OBJECTIVE - Write out the records word for word, starting at the line that contains "Agricultural drone survey: scan the aerial photo for white" and ending at the line that contains "255, 99, 342, 184", with both of those lines included.

MATERIAL SUPPLIED -
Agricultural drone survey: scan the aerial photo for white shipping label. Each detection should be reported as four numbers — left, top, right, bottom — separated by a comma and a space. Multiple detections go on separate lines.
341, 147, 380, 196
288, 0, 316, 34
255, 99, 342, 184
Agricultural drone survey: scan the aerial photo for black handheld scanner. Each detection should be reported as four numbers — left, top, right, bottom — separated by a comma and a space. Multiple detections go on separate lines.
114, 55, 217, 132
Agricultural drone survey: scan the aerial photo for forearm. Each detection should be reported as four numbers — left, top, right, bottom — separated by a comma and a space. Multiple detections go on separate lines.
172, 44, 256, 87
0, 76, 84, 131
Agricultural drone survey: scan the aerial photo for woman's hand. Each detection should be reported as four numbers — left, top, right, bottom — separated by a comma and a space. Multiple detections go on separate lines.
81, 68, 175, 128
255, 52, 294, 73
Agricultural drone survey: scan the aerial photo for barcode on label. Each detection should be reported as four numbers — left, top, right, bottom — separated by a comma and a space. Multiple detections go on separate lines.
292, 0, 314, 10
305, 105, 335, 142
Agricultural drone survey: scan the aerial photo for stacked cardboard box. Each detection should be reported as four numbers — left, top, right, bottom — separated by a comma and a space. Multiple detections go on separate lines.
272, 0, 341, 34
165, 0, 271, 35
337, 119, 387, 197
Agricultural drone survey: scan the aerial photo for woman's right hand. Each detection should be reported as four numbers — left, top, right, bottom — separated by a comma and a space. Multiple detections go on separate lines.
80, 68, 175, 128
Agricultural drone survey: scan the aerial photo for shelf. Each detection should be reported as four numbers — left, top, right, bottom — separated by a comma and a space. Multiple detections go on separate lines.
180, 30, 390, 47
--
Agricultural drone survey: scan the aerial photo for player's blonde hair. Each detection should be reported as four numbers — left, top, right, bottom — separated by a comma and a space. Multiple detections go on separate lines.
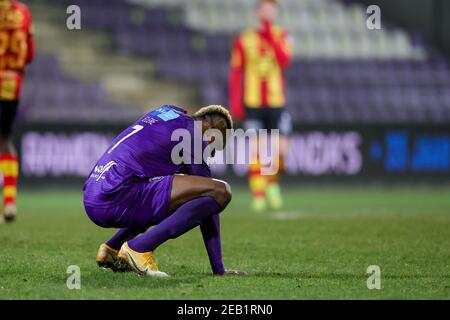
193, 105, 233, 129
---
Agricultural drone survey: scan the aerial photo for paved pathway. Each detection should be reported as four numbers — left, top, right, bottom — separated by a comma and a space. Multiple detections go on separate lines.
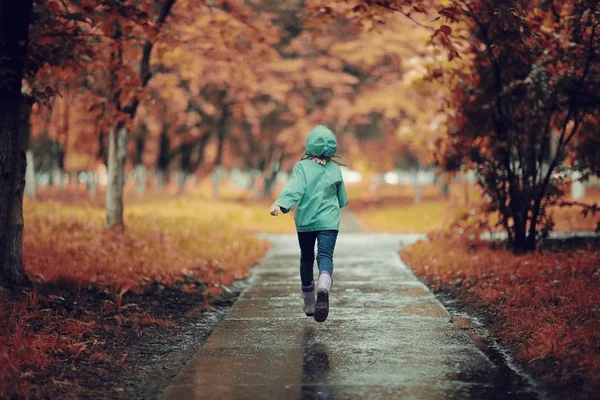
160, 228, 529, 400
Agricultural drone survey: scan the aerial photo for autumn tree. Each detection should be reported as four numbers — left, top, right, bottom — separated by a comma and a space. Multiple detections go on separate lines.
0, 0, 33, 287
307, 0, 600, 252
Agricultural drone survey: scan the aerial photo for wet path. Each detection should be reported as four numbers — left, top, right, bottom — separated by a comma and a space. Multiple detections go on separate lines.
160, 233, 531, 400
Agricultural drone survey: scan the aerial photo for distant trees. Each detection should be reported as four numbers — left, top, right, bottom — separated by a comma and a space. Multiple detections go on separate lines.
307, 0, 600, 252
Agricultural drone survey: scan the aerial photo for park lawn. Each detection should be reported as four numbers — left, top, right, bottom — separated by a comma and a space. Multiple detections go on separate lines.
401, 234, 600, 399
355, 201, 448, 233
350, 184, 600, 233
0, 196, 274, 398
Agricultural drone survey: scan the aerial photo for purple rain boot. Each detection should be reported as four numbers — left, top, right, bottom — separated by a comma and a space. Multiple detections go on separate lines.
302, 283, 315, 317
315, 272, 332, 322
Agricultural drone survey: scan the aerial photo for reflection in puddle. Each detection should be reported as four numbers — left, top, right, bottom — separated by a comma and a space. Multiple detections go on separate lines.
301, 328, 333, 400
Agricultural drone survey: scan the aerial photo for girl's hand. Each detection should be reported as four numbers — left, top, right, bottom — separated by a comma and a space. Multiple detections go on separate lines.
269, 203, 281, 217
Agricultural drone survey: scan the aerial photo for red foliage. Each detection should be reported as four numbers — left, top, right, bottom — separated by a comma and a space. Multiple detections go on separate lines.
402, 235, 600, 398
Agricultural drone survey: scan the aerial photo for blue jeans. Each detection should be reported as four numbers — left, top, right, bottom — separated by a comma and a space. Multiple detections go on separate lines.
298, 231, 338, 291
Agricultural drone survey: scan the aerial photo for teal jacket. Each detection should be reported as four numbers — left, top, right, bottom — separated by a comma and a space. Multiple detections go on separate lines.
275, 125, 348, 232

TASK RESULT -
Agricultural drone survey: scan the aerial photo for white shipping label. Each detection should be reported as four numbers — left, top, right, bottom — separated by a comma and a space. Multiple detections go on separate lines.
341, 147, 380, 196
288, 0, 316, 34
255, 99, 342, 184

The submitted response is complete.